### DIRECTIONS
With nothing left out, give the data back exactly.
----- DATASET CONTENT
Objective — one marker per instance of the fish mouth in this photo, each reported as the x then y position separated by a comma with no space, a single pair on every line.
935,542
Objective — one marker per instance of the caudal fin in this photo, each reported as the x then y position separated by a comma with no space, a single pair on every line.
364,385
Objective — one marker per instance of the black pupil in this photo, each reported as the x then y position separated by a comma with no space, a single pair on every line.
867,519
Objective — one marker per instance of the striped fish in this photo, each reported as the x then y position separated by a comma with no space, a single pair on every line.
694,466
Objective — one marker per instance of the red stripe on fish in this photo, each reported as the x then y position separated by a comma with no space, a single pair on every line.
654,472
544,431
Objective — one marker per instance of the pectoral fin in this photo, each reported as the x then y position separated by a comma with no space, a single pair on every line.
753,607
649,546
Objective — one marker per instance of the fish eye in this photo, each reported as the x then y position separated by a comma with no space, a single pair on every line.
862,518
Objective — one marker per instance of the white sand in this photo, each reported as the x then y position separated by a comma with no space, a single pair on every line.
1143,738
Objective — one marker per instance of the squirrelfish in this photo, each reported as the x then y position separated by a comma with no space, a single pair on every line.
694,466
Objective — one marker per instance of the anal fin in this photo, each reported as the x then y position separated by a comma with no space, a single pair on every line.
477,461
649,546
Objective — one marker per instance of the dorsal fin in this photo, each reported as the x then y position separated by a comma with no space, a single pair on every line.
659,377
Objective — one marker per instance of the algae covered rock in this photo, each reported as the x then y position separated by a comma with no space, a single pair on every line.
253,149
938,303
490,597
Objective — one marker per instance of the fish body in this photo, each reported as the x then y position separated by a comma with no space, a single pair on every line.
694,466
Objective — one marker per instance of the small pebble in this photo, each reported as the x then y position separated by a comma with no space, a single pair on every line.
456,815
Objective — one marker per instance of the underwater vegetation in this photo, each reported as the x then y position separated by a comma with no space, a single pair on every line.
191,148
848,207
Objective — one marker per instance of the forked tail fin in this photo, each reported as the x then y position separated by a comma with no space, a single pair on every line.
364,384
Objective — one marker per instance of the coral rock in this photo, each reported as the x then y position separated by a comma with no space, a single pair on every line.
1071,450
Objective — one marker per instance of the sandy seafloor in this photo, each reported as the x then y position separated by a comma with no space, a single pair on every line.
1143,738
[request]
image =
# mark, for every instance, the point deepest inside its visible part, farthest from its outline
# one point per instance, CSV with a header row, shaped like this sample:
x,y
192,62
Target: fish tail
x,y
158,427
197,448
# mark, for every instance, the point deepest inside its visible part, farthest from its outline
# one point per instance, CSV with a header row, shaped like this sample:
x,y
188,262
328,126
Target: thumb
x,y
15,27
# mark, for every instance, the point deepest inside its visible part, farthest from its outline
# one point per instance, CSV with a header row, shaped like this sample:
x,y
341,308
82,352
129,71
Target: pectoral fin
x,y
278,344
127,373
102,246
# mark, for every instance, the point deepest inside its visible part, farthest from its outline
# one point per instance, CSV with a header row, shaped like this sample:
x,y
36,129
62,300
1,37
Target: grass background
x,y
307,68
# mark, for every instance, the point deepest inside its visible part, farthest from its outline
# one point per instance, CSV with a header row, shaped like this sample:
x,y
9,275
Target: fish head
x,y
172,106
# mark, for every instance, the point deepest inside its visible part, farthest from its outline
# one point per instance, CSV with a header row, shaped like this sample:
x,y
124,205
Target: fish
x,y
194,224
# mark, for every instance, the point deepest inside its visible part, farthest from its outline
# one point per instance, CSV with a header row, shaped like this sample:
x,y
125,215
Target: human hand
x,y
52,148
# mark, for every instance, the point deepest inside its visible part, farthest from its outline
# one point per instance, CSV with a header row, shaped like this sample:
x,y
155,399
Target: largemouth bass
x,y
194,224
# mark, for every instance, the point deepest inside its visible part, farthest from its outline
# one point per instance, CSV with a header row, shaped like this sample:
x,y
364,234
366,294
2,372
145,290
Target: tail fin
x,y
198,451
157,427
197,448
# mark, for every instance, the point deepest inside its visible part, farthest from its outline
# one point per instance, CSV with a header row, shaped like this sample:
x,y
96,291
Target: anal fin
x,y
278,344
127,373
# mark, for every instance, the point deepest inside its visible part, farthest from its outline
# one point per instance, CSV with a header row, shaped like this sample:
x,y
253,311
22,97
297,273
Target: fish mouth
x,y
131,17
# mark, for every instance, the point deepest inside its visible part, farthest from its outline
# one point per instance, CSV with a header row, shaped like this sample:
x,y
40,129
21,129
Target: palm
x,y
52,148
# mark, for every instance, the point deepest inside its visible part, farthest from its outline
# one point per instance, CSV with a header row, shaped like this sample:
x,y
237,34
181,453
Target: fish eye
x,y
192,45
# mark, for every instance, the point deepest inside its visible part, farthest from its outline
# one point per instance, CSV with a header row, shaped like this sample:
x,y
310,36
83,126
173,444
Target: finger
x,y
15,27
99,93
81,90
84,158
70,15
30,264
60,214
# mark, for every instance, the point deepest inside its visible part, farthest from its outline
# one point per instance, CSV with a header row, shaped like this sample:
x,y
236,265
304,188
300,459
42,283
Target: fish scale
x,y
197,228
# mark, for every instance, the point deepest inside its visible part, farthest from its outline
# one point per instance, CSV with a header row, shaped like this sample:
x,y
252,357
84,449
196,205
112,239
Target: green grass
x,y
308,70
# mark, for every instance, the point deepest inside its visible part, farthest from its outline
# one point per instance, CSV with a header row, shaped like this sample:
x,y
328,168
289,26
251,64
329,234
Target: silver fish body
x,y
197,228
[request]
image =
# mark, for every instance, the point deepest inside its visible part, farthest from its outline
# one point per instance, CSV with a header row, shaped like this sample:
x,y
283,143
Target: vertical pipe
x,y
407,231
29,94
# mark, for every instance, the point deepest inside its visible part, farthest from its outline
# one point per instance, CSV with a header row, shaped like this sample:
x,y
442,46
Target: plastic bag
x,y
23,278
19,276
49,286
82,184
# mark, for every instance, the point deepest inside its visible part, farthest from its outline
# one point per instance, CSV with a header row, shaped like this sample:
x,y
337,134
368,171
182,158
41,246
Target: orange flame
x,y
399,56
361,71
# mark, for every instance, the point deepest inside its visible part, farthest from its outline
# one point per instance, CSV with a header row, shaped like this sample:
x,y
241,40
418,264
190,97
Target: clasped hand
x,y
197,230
----------
### RESPONSE BELOW
Objective — one marker per instance of the fish mouth in this photo, each reported as the x then y position separated by a comma with no space, a single pair on every line.
935,542
Objective — one marker per instance of the caudal fin in this photo, each reported as the x then y position separated by a comma with no space, a single pair on every line.
364,385
Objective — one marker per instance of the black pupil in this photo, each reported as the x then y position separated by a comma with no space, a single pair on every line.
867,519
Objective — one marker per instance of the striped fish in this photo, each reported as the x then y position separated by a comma with no space, a single pair on every line.
694,466
Objective — one marker per instance of the red stripe on fish in this photo, each reported as the x then y position separated by a comma with no space, a single pair on every line.
654,472
544,431
Objective — one marker per instance of the pectoral fin in this photo, each reported as the x then y position separated by a comma with no space, a single pair on every line.
753,607
649,546
Objective — one marker per instance of the fish eye in this photo, each reported as the x then y position separated by a comma with no space, a single pair on every line.
862,518
Objective — one marker per instance of the white sand in this photo, each reported as the x then y position separated by a comma with no space, a single pair on every line.
1143,738
Objective — one marker per instance of the squirrelfish in this photo, each reported as the x then y position separated by a comma with no space, a single pair on every line.
694,466
Objective — one marker per instance of the anal fin in this photo, each reported as the x then y position separated by a comma with no space, a single pair on every line.
477,461
649,546
Objective — one marker per instance of the dorsal fin in this photo, each reported as the x then y position separated by a comma with no space, a single pair on every line.
659,377
Objective — one marker per instance of the algae covered rock in this photo, each reported as the x then y position separated by a comma with no space, a single pair on every line.
253,149
938,303
490,597
Objective — one marker per instance of the fish body in this photo, each reported as the x then y position separated by a comma with no space, a single pair on every line.
694,466
Objective — one marker per instance of the small pebble in this photo, each reported as the x then y position separated by a comma with no space, a single pair on every line.
456,815
Objective — one marker per instance of the underwater vegetation in this photo, each reported as the x then y position separated by a comma with no space, a single pair on every line.
191,148
848,207
Objective — one marker per instance of the forked tail fin in this photo, each reported as the x then y position separated by a comma with no space, a single pair on every line.
364,384
Objective — one marker per instance of the coral rock in this photo, each reported as the x then y position separated by a comma with no space, a single pair on every line.
1071,450
Objective — one marker per instance of the sandy seafloor in this photo, each reported as the x then y position separated by a comma with no space, a single pair on every line.
1143,738
[request]
image =
# mark, for every instance, the point deepest inside its visible part, farthest from its outline
# one point per instance, CSV with a header row, shaped like this sample:
x,y
192,62
Target: fish tail
x,y
158,427
197,448
# mark, for every instance, the point deepest inside its visible part, farthest from its outline
# one point per instance, CSV with a header row, shaped like this sample:
x,y
188,262
328,126
Target: thumb
x,y
15,27
# mark, for every instance, the point deepest inside its visible part, farthest from its outline
# one point per instance, CSV with a header row, shaped like this sample:
x,y
341,308
82,352
129,71
Target: pectoral fin
x,y
278,344
127,373
102,246
# mark, for every instance, the point deepest inside its visible part, farthest from its outline
# one point per instance, CSV with a header row, shaped like this sample:
x,y
36,129
62,300
1,37
Target: grass background
x,y
307,68
# mark, for every instance, the point deepest inside its visible part, farthest from its outline
# one point per instance, CSV with a header row, shaped like this sample:
x,y
9,275
Target: fish head
x,y
172,106
# mark, for every instance, the point deepest inside its visible part, farthest from its outline
# one point per instance, CSV with a header row, shaped like this sample:
x,y
124,205
Target: fish
x,y
194,224
# mark, for every instance, the point deepest inside its visible part, farthest from its outline
# one point per instance, CSV with a header row, shaped like this sample:
x,y
125,215
Target: human hand
x,y
52,148
# mark, for every instance, the point deepest inside its visible part, farthest from its outline
# one point per instance, CSV with a header row, shaped like this sample:
x,y
155,399
Target: largemouth bass
x,y
194,224
# mark, for every instance, the point deepest inside its visible part, farthest from its outline
# one point per instance, CSV with a header row, shaped like this sample:
x,y
364,234
366,294
2,372
145,290
Target: tail fin
x,y
198,451
157,427
197,448
# mark, for every instance, the point deepest inside its visible part, farthest from its outline
# one point per instance, CSV with a header row, shaped like this sample:
x,y
96,291
Target: anal fin
x,y
278,344
127,373
# mark, for every instance, the point deepest inside its visible part, farthest from its outline
# one point per instance, CSV with a header row, shaped like this sample:
x,y
253,311
22,97
297,273
Target: fish mouth
x,y
131,17
# mark, for every instance, the point deepest inside its visible part, farthest from its outline
# one point per instance, CSV with a header row, shaped like this sample:
x,y
40,129
21,129
Target: palm
x,y
52,148
# mark, for every instance, the point deepest inside its visible part, farthest from its outline
# one point per instance, CSV with a header row, shaped like this sample:
x,y
237,34
181,453
Target: fish eye
x,y
192,45
# mark, for every instance, the point deepest inside its visible part, farthest from its outline
# one point per instance, CSV with a header row, shaped like this sample:
x,y
310,36
83,126
173,444
Target: finger
x,y
15,27
99,93
81,90
84,158
70,15
30,264
60,214
# mark, for every instance, the point deepest inside its visible part, farthest from its outline
# one point per instance, CSV with a header row, shaped like this sample:
x,y
236,265
304,188
300,459
42,283
Target: fish scale
x,y
197,228
# mark, for every instance, the point deepest inside its visible part, farthest from its outline
# one point per instance, CSV with a header row, shaped like this sample:
x,y
252,357
84,449
196,205
112,239
Target: green grass
x,y
308,70
# mark, for every instance, the point deepest inside its visible part, farthest from its outline
# one point per instance, CSV with a header row, shaped like this sample:
x,y
328,168
289,26
251,64
329,234
Target: silver fish body
x,y
197,228
[request]
image =
# mark, for every instance, the point deepest inside its visible part, farthest from its outline
# one point per instance, CSV with a header row, shaped like this sample:
x,y
283,143
Target: vertical pipe
x,y
407,231
29,94
# mark, for every instance, the point deepest inside its visible part, farthest from its outline
# one point per instance, CSV with a header row, shaped like this sample:
x,y
442,46
Target: plastic bag
x,y
23,278
19,276
49,286
82,184
# mark, for every instance, the point deepest inside its visible part, farthest from its outline
# one point per instance, CSV with a header row, shaped like this sample:
x,y
337,134
368,171
182,158
41,246
Target: orange flame
x,y
399,56
361,71
# mark, for every instance, the point deepest inside its visible part, farthest from its outline
# one point per instance, CSV with a header row, shaped like this sample:
x,y
241,40
418,264
190,97
Target: clasped hand
x,y
197,230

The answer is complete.